▶ [WHAT NEEDS TO BE DONE] Copy all lines holding the word "window" from the entries.

════════

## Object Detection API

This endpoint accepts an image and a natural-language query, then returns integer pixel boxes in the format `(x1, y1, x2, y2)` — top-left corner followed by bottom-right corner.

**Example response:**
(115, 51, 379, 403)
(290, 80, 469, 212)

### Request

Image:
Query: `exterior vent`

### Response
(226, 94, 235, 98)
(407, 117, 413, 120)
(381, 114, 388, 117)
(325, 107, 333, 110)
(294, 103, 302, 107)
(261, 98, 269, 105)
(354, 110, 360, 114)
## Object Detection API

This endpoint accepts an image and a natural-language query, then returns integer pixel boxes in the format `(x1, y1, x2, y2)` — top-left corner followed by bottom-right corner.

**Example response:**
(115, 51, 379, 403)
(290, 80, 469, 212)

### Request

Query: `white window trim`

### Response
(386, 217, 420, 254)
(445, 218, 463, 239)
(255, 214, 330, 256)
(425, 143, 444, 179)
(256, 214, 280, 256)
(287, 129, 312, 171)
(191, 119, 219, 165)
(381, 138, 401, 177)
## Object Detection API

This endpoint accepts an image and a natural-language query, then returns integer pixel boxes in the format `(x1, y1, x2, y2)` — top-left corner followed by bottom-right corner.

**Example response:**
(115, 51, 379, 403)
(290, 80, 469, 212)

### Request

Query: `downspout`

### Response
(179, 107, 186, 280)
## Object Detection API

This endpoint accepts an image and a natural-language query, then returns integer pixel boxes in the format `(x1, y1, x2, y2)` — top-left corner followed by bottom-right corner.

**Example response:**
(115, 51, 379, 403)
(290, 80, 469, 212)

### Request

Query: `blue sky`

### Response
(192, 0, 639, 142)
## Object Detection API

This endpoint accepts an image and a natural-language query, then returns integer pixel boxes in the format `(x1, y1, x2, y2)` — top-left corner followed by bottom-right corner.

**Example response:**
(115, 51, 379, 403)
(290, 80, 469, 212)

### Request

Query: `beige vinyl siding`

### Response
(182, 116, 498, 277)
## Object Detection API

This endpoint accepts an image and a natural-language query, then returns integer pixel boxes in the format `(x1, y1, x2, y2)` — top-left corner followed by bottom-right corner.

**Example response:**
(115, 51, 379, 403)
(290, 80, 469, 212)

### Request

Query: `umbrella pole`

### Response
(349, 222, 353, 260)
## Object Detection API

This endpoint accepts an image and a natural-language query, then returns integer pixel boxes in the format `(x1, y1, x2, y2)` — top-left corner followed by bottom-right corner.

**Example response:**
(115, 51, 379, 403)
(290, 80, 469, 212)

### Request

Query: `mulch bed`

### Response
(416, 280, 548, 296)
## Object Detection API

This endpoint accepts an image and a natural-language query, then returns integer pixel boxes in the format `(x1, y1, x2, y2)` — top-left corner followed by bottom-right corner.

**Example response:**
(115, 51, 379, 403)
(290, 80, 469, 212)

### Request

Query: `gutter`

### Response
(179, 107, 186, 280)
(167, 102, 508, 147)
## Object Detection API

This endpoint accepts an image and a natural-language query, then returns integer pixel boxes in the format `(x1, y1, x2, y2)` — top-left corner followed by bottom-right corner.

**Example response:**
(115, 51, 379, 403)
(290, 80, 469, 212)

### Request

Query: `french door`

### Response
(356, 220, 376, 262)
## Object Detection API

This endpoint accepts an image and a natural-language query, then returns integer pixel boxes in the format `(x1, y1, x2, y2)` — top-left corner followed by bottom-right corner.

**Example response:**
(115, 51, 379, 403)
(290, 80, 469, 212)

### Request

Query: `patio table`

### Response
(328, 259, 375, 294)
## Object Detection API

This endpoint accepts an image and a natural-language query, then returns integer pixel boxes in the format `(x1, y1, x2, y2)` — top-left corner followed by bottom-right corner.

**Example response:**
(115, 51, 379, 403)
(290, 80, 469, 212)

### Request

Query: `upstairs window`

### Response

════════

▶ [YOUR SOLUTION]
Query: `white window trim`
Query: `upstairs window`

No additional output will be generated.